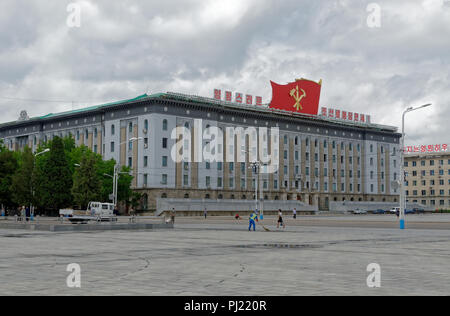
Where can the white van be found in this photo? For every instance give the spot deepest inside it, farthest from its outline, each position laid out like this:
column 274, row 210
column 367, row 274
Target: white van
column 394, row 210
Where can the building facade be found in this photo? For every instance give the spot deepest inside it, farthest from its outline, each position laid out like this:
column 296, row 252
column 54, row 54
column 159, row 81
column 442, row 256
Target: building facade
column 428, row 179
column 320, row 159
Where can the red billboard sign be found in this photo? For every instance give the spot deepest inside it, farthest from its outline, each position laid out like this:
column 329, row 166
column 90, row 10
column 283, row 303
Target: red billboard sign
column 301, row 96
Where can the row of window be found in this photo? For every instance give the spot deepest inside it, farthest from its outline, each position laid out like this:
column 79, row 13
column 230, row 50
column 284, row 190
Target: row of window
column 424, row 182
column 424, row 192
column 423, row 163
column 441, row 172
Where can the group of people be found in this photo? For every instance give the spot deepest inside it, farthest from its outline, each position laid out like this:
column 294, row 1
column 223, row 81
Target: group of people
column 254, row 218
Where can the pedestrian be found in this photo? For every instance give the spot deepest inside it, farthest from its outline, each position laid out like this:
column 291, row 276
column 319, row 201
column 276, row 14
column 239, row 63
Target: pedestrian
column 27, row 213
column 280, row 219
column 22, row 213
column 172, row 215
column 251, row 221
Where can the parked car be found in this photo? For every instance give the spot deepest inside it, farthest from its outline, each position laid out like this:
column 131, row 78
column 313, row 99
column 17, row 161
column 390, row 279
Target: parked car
column 419, row 210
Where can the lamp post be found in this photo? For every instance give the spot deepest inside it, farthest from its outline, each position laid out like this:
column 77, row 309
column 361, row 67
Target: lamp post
column 256, row 166
column 116, row 171
column 35, row 155
column 402, row 171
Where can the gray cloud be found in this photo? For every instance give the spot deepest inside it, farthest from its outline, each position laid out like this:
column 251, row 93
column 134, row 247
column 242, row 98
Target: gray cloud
column 124, row 48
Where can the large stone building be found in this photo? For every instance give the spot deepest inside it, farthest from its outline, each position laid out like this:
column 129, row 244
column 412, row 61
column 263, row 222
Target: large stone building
column 428, row 179
column 320, row 159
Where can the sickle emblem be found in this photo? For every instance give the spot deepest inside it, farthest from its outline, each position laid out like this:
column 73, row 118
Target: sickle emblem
column 295, row 94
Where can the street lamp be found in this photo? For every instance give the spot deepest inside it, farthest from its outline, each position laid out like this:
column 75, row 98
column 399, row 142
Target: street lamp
column 116, row 170
column 402, row 172
column 256, row 166
column 31, row 206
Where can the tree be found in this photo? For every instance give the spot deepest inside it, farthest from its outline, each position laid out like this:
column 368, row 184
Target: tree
column 22, row 184
column 87, row 185
column 8, row 166
column 54, row 178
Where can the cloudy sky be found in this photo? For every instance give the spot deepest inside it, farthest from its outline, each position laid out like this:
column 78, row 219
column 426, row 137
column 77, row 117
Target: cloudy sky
column 122, row 49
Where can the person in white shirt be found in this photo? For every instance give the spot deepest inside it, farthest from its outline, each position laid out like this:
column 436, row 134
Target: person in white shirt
column 280, row 219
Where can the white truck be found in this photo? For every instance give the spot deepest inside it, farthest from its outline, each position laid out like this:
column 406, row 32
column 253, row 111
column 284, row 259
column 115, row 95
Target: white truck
column 96, row 211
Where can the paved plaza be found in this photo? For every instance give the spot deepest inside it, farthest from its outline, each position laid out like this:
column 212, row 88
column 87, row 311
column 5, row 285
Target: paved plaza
column 314, row 255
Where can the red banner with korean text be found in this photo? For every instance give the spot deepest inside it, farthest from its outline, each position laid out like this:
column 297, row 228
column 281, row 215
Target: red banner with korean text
column 300, row 96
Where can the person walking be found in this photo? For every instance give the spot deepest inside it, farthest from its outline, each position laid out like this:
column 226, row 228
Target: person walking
column 22, row 213
column 27, row 213
column 252, row 221
column 280, row 219
column 172, row 215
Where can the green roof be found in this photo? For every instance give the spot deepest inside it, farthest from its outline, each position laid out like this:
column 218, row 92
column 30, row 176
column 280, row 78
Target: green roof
column 95, row 107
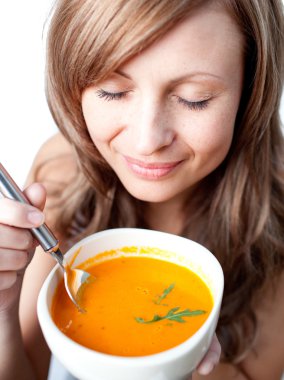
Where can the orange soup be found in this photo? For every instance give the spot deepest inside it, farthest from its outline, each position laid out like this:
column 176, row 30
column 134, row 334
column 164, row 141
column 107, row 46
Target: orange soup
column 137, row 305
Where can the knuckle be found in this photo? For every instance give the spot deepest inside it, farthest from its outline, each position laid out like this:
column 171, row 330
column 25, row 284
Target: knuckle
column 20, row 260
column 7, row 280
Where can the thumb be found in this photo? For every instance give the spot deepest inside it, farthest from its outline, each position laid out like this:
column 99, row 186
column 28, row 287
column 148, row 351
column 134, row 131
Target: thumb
column 36, row 194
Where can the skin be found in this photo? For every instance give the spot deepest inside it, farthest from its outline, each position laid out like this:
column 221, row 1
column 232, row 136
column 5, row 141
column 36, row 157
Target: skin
column 165, row 119
column 169, row 149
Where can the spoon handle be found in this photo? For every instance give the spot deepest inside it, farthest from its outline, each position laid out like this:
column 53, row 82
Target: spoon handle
column 10, row 189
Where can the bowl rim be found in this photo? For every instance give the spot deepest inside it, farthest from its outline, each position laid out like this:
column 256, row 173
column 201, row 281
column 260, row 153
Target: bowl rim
column 152, row 359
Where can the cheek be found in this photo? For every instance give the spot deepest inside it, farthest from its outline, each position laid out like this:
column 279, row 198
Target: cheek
column 211, row 135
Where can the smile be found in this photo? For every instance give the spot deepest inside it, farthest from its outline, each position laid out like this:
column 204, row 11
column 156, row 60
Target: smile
column 153, row 170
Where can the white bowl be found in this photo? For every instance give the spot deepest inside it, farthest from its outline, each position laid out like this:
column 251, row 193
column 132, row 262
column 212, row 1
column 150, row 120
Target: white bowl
column 174, row 364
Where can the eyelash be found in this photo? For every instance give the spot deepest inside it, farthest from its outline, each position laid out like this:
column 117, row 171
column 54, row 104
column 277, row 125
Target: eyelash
column 110, row 95
column 194, row 106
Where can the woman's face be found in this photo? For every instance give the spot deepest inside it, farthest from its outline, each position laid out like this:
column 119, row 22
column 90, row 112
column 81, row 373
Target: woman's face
column 165, row 119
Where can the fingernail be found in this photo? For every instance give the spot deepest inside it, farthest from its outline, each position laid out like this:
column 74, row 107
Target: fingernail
column 36, row 218
column 205, row 368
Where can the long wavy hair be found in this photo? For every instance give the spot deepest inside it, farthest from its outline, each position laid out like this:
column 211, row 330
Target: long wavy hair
column 239, row 213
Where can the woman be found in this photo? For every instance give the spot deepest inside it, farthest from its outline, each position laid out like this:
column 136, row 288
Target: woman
column 168, row 112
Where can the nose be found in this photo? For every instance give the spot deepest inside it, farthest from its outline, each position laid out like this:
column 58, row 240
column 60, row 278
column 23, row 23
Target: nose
column 151, row 128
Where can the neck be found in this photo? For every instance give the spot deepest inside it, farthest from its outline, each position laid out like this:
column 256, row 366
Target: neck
column 166, row 216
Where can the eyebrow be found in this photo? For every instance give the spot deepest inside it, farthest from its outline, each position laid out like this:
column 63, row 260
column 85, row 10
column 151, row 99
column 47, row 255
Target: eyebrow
column 183, row 78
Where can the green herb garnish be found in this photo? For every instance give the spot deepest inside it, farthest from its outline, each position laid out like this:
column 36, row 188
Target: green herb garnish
column 164, row 294
column 173, row 315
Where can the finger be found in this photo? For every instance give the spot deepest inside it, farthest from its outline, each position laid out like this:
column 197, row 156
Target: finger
column 17, row 214
column 12, row 260
column 7, row 280
column 15, row 238
column 36, row 195
column 211, row 358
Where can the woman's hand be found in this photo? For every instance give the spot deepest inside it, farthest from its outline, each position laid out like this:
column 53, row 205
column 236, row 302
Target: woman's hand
column 17, row 244
column 211, row 359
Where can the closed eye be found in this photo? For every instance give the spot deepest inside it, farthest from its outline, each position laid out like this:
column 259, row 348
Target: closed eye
column 110, row 95
column 194, row 106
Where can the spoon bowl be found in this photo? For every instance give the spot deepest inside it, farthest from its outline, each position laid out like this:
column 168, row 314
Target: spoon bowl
column 74, row 279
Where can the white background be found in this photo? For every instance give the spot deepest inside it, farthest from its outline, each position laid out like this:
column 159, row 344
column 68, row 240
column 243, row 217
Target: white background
column 25, row 122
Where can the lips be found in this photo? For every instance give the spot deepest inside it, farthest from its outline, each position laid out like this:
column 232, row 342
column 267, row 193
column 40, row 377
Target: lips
column 150, row 170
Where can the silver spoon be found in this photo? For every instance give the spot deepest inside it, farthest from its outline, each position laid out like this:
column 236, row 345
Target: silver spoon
column 74, row 279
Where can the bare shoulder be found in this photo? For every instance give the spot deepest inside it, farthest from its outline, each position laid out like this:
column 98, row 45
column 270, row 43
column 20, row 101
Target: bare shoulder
column 55, row 161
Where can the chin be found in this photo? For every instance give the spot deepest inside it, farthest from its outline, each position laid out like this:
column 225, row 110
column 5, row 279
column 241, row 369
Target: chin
column 152, row 194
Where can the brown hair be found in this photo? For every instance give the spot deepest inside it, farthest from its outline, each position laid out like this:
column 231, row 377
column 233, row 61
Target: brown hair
column 240, row 213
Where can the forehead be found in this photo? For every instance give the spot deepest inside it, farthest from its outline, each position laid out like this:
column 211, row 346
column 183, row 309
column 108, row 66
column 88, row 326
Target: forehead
column 207, row 39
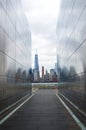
____
- **Task item**
Above are the records. Print exactly, and only, the lines from the line with "Target: neck" to the line with "column 236, row 302", both inclusive.

- **Response to the task**
Target: neck
column 166, row 216
Where can the eyebrow be found in this photo? For every instance give the spot deepest inside it, farthest from its outline, each position laid out like this:
column 63, row 260
column 85, row 10
column 151, row 99
column 47, row 255
Target: eyebrow
column 183, row 78
Where can the green herb garnish be found in this photo? For every instance give the spot deepest inside it, farthest from its outline, each position laid out like this:
column 36, row 188
Target: green herb garnish
column 164, row 294
column 173, row 315
Where can the finger be found in this photo? For every instance give the spot deepest inside it, farthest from its outline, each position laid out like this:
column 197, row 156
Target: finger
column 17, row 214
column 12, row 260
column 7, row 280
column 15, row 238
column 36, row 195
column 211, row 358
Where can the woman's hand be found in this photo? For every instance give the spot deepest inside it, farthest from its outline, each position laid out like this:
column 53, row 205
column 236, row 302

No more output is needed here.